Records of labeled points
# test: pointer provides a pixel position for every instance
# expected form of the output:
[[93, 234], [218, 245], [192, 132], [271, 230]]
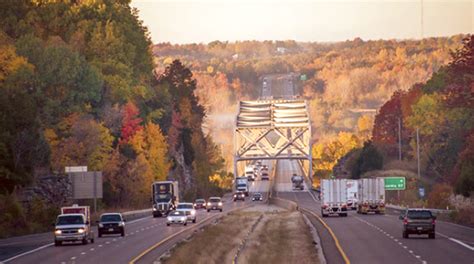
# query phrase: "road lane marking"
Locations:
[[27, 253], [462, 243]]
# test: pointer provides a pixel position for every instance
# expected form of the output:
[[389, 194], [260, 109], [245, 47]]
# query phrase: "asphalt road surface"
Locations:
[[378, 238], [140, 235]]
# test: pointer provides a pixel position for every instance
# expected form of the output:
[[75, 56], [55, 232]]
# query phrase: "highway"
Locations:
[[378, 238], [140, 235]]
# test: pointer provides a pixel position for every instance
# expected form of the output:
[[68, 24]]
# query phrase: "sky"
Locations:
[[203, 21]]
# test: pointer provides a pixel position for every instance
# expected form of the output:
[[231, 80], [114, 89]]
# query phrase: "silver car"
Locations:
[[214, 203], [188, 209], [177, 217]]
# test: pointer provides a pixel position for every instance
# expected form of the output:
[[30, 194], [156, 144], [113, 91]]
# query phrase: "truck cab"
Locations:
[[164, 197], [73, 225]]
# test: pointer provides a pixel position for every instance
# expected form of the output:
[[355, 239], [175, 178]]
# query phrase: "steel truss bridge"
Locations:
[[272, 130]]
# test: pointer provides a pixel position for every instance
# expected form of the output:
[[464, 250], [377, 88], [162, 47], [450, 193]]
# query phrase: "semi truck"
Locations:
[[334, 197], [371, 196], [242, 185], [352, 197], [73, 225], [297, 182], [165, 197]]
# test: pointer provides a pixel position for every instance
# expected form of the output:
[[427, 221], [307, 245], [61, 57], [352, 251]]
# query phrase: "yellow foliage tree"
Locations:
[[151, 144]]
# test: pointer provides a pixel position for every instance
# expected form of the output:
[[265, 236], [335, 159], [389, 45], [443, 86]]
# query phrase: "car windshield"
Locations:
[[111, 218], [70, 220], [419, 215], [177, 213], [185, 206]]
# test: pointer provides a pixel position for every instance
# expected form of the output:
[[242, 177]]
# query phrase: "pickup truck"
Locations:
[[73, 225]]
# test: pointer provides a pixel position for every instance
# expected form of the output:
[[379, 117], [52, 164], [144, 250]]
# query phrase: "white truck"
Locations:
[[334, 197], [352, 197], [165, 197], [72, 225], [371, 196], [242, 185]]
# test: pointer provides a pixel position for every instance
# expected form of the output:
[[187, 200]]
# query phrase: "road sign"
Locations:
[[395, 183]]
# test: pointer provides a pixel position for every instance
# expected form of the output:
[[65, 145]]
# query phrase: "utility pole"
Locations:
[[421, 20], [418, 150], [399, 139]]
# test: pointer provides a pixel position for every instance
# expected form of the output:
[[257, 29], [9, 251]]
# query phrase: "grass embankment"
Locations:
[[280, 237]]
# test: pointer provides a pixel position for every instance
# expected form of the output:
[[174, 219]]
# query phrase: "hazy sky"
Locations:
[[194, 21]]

* * *

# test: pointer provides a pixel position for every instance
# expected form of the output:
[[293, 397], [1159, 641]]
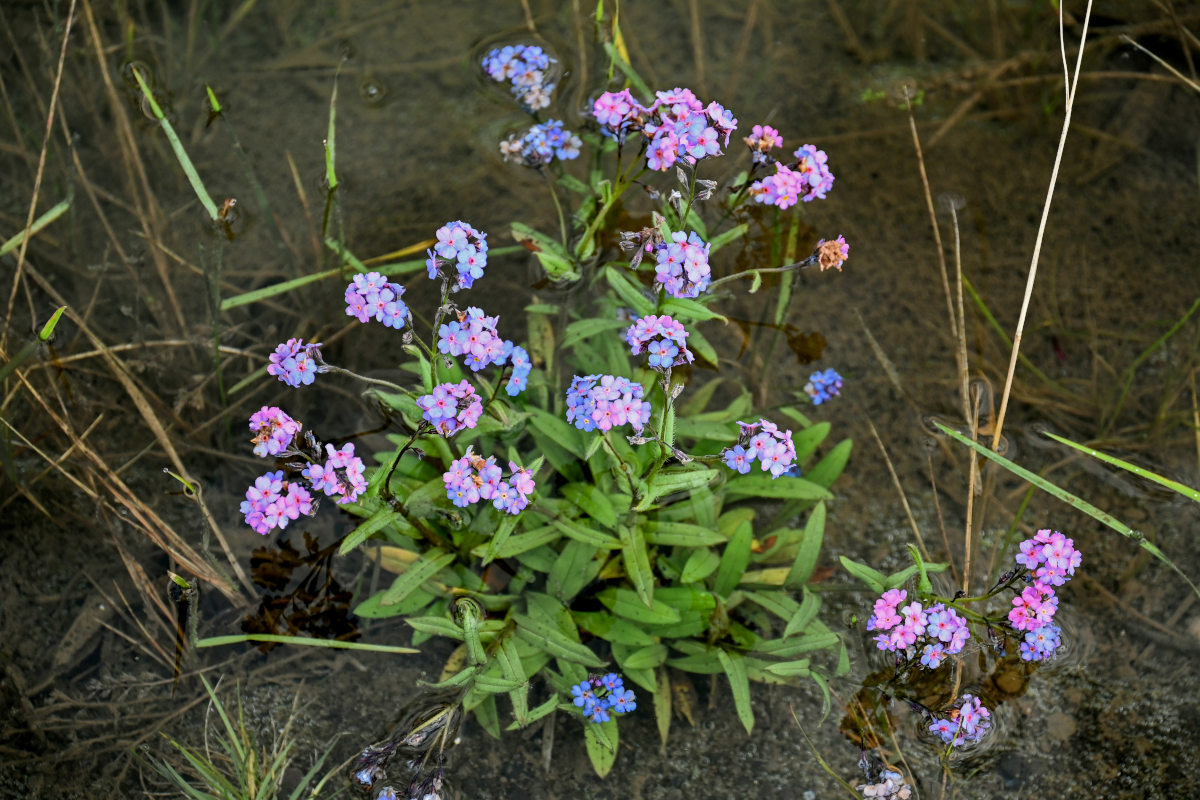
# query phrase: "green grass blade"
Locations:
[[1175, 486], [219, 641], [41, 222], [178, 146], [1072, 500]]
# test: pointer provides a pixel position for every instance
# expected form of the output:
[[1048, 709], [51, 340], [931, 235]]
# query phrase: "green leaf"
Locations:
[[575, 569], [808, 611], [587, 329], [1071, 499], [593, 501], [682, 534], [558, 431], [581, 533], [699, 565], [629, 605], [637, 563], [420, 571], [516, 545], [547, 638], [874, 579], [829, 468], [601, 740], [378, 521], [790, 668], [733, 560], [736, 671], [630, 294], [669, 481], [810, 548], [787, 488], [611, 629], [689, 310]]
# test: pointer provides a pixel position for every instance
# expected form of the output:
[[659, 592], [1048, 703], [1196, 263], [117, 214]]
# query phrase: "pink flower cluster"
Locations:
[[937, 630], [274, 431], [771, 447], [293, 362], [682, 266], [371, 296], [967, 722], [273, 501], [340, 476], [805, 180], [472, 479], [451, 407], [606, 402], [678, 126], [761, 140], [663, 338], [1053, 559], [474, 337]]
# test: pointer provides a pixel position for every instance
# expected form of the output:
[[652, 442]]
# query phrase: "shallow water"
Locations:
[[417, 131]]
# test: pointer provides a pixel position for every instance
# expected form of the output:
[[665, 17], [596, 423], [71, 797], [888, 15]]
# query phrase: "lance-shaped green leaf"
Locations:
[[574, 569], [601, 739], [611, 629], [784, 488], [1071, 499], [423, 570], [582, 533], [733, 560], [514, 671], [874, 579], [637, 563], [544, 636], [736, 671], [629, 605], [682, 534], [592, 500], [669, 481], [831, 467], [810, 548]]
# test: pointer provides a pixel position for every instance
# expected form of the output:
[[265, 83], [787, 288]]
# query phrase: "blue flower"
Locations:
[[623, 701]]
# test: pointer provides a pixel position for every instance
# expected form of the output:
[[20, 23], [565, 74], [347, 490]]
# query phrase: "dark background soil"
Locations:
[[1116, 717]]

---

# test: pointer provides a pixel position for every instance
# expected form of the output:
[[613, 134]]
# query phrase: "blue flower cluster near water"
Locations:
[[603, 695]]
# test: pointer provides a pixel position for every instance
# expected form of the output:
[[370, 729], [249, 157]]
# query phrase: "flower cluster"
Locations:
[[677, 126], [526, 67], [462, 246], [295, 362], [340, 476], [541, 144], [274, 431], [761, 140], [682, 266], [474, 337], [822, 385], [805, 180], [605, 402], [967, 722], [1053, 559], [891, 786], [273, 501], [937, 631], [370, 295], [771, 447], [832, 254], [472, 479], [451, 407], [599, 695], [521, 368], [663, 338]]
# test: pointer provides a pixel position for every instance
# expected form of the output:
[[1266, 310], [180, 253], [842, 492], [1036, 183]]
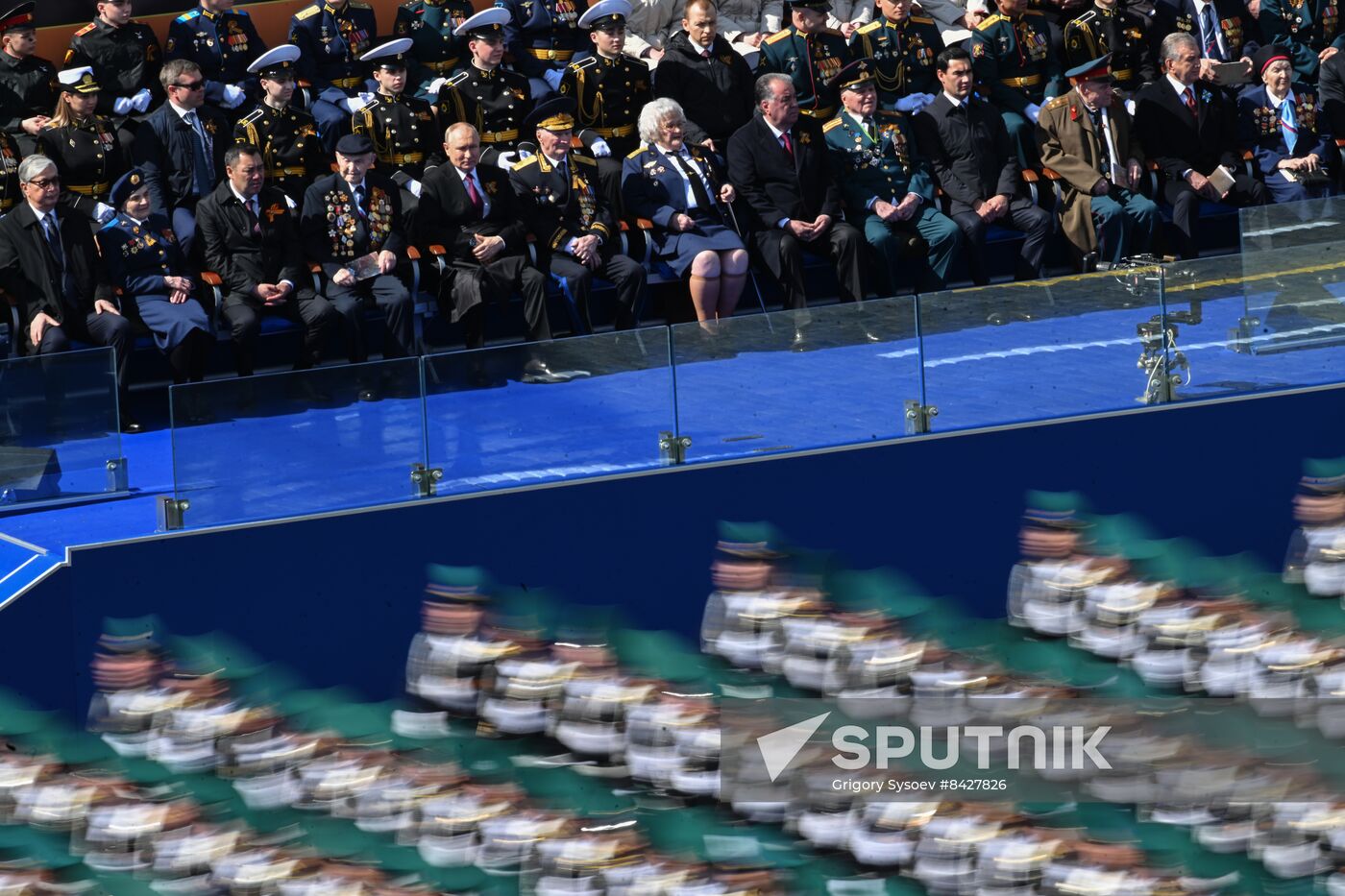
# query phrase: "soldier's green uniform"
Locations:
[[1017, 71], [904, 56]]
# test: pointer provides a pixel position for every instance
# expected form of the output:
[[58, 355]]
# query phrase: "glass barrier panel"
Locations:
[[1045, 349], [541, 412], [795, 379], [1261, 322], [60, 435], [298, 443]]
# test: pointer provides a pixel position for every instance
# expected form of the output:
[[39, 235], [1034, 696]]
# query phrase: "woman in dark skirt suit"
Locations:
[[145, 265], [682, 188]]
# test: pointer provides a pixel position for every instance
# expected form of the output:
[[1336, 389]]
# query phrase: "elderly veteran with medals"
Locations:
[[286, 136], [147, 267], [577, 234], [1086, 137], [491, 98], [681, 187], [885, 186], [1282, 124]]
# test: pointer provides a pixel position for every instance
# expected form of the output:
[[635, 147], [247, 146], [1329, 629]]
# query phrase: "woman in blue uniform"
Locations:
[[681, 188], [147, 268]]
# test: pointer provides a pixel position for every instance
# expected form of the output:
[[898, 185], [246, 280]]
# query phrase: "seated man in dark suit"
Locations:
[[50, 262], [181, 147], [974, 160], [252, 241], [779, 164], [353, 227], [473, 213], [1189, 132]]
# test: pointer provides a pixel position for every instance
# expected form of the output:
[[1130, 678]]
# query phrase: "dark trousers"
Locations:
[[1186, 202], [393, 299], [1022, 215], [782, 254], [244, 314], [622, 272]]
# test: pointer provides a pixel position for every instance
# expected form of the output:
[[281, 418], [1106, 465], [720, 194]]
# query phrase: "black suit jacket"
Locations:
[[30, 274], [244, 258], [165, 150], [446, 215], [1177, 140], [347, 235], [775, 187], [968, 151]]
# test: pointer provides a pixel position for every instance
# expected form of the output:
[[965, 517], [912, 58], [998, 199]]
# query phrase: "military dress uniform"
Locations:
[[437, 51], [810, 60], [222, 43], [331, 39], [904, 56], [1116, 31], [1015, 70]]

Exercise = Find each line in the records above that contains the word "water" and copy it out in full.

Written solution =
# query phrase: "shallow water"
# query phrase: "blue flower cluster near water"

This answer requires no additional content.